» GOALS
**1.** In the earnings text, how many full-time equivalent employees did the company have as of March 31, 2015?
**2.** From the earnings text, return the passage from "Mercantile recorded a" up to and including "continues to improve.".

Noninterest income during the first quarter of 2015 was $3.7 million, up $2.2 million or 145 percent from the prior-year first quarter. Substantially all categories of fee income were higher in the current-year first quarter compared to the respective 2014 period as a result of the merger. Compared to the fourth quarter of 2014, we recorded a similar level of mortgage banking income, while increased debit and credit card fees and income from payroll services mitigated decreased service charges on deposit accounts.

 

Mercantile recorded a negative $0.4 million provision for loan losses during the first quarter of 2015 compared to a negative $1.9 million provision during the respective 2014 period. The negative provisions are the result of several factors, including recoveries of previously charged-off loans, reversals of specific reserves and ongoing loan-rating upgrades as the quality of the loan portfolio continues to improve.

 

Noninterest expense totaled $19.2 million during the first quarter of 2015, up $10.0 million or 109 percent from the prior-year first quarter. The increase in noninterest expense was mainly attributable to higher costs necessary to operate the combined company. An increase in salary and benefit expenses was primarily due to the increase in employees associated with the completion of the merger with Firstbank. As of March 31, 2015, full-time equivalent employees numbered 642, compared to 653 as of December 31, 2014 and 244 as of March 31, 2014.

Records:

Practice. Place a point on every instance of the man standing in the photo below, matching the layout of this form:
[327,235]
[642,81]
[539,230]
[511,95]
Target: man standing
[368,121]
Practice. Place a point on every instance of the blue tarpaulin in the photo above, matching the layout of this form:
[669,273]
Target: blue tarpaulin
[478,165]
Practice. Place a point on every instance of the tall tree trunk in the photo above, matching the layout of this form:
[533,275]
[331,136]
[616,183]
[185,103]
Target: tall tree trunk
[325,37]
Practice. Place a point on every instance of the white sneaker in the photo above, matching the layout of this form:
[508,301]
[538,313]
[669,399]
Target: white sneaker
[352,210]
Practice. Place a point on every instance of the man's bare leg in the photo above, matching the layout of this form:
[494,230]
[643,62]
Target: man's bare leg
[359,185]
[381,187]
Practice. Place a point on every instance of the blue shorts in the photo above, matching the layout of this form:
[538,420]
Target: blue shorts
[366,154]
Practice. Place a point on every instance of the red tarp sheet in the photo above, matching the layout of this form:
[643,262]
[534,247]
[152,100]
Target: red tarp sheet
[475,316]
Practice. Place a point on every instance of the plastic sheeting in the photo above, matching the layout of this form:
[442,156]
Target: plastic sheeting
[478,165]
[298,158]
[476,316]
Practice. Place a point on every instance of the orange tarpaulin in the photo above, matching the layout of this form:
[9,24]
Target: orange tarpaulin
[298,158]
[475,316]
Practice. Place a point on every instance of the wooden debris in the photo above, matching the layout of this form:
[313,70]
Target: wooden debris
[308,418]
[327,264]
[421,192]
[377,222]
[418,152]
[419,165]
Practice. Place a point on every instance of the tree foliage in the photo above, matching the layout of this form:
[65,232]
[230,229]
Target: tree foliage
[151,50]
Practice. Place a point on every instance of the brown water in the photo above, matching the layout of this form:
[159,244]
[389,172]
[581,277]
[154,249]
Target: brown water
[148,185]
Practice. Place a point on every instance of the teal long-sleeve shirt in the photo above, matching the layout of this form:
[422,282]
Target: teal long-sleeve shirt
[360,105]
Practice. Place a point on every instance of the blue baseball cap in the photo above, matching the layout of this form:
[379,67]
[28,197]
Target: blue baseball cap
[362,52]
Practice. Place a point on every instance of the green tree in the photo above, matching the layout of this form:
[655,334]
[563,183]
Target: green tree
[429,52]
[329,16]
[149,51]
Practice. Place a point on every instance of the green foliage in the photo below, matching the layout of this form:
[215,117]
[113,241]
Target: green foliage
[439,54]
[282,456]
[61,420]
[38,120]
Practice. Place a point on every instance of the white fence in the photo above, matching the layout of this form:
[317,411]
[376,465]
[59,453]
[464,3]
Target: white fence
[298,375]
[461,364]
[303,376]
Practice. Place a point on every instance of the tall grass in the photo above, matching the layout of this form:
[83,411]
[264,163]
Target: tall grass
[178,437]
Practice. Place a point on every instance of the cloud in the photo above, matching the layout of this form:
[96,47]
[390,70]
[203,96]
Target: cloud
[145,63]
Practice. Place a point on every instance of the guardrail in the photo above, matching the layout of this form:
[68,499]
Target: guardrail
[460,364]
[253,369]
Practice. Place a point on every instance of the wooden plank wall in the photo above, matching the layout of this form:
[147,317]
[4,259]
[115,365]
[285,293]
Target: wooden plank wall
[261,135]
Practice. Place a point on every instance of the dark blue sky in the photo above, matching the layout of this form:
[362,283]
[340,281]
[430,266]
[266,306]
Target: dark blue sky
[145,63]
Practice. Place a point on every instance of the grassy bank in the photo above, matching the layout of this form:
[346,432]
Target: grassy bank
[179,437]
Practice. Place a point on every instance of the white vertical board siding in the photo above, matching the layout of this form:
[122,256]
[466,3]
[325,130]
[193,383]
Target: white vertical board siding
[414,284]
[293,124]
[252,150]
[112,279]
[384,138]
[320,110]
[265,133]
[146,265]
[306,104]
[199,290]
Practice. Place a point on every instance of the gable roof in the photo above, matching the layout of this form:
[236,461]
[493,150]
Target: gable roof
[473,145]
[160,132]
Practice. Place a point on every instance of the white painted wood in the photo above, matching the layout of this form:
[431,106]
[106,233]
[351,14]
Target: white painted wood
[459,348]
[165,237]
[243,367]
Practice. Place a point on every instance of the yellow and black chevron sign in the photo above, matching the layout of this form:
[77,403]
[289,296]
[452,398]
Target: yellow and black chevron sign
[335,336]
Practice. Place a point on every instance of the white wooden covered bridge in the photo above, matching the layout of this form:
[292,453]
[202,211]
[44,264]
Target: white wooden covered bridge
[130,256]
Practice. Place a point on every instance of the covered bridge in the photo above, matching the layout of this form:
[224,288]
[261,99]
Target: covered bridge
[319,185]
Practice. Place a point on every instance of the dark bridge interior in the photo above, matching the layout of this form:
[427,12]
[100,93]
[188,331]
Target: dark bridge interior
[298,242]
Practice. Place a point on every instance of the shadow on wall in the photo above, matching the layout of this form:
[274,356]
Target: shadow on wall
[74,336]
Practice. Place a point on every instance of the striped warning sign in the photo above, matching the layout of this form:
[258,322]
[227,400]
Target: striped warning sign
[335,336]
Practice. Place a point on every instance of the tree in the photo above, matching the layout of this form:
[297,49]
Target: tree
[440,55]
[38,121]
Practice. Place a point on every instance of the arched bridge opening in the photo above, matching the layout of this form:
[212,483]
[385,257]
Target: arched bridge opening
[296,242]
==
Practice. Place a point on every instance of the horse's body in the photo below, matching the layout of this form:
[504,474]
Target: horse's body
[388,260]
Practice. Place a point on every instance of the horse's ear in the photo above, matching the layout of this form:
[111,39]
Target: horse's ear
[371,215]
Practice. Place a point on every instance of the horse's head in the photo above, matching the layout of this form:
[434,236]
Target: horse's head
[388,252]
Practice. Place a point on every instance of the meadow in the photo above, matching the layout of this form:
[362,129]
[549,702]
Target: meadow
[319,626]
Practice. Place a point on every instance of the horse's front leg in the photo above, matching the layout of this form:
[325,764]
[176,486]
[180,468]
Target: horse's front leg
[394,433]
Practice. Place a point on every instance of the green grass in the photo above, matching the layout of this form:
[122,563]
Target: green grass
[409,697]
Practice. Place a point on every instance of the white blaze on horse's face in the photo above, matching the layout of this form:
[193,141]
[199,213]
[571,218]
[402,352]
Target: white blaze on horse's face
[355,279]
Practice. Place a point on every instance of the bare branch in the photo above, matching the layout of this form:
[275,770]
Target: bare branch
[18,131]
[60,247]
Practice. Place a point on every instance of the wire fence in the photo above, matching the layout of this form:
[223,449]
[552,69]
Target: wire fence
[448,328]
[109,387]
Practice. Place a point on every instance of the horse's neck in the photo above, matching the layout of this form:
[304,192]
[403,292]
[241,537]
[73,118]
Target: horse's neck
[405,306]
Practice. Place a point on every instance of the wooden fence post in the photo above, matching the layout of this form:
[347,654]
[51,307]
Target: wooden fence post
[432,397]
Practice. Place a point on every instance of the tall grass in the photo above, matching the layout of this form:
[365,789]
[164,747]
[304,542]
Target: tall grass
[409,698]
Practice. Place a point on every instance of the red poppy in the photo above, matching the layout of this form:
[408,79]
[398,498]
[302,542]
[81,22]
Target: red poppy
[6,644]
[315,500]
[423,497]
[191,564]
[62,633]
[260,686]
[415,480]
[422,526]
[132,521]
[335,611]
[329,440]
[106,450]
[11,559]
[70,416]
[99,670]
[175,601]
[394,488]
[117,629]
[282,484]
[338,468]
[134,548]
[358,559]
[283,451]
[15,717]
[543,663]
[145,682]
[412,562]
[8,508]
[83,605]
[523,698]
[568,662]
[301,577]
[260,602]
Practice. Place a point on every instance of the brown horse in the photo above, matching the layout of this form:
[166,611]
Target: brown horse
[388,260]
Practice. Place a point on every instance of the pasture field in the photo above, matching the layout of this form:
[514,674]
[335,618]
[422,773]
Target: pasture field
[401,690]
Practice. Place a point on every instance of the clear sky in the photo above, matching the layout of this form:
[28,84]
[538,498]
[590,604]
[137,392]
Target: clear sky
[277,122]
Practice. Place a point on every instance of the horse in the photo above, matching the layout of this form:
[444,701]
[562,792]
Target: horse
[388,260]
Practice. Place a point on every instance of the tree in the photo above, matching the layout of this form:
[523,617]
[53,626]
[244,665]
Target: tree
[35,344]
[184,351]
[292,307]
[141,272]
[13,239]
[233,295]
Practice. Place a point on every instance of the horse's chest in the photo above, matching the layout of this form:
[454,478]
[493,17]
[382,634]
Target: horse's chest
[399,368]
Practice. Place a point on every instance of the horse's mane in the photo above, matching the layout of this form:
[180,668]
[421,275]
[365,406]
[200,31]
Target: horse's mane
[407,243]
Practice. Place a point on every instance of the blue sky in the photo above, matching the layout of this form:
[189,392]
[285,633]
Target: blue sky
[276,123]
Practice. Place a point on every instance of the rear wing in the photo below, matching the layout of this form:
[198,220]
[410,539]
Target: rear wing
...
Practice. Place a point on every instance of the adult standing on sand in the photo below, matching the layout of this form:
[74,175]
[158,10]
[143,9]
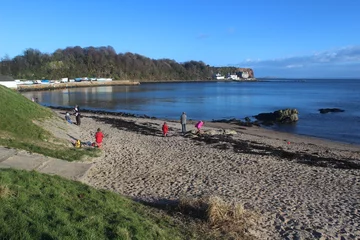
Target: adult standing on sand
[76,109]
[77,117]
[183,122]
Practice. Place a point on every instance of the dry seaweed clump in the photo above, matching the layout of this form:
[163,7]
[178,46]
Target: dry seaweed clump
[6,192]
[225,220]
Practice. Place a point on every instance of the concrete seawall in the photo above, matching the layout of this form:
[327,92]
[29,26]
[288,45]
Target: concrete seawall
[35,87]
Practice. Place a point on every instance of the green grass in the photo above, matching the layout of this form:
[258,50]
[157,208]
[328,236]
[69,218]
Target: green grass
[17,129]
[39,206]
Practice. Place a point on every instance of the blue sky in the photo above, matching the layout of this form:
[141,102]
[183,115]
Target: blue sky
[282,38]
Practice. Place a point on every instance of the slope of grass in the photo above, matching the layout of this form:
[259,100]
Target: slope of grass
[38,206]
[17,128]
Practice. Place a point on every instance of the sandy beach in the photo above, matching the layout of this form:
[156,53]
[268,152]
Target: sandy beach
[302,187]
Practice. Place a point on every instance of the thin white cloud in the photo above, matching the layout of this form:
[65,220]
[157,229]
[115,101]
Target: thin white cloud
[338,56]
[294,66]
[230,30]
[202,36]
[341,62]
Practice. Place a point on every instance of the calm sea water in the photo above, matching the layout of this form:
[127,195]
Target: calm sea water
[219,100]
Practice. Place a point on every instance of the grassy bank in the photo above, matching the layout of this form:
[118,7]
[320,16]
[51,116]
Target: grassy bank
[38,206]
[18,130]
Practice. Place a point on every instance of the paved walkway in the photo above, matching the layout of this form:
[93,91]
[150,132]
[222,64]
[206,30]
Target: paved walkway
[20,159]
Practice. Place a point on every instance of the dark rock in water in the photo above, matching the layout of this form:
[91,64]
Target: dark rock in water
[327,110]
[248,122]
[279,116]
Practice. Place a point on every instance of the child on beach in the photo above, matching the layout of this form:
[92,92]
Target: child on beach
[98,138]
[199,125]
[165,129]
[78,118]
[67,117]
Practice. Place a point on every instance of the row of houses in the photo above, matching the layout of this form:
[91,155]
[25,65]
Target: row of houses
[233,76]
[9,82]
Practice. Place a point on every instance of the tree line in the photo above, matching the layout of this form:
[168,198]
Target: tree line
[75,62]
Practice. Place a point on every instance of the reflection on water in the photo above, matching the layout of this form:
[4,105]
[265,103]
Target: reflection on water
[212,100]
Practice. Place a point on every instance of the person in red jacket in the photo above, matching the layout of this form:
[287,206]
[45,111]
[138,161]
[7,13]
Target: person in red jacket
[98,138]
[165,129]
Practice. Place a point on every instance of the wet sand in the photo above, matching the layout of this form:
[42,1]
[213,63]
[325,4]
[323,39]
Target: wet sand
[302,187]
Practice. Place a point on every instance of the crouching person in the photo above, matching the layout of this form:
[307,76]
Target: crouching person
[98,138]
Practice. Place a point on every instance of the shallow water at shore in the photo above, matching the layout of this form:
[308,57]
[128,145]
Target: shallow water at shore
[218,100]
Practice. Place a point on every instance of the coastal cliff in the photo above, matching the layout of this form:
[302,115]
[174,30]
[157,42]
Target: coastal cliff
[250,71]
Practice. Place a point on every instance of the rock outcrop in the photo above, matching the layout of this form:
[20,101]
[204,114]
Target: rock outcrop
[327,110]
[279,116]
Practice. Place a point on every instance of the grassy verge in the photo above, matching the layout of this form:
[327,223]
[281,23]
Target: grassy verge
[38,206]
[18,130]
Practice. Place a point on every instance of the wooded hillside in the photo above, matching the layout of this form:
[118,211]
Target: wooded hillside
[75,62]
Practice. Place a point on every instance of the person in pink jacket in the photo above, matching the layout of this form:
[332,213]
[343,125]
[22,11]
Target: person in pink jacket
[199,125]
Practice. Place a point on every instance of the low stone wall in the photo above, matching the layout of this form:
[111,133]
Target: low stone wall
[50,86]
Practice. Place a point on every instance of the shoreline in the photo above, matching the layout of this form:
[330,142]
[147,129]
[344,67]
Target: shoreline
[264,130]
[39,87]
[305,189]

» EXPECTED ANSWERS
**1.** 642

**2.**
Mercantile recorded a negative $0.4 million provision for loan losses during the first quarter of 2015 compared to a negative $1.9 million provision during the respective 2014 period. The negative provisions are the result of several factors, including recoveries of previously charged-off loans, reversals of specific reserves and ongoing loan-rating upgrades as the quality of the loan portfolio continues to improve.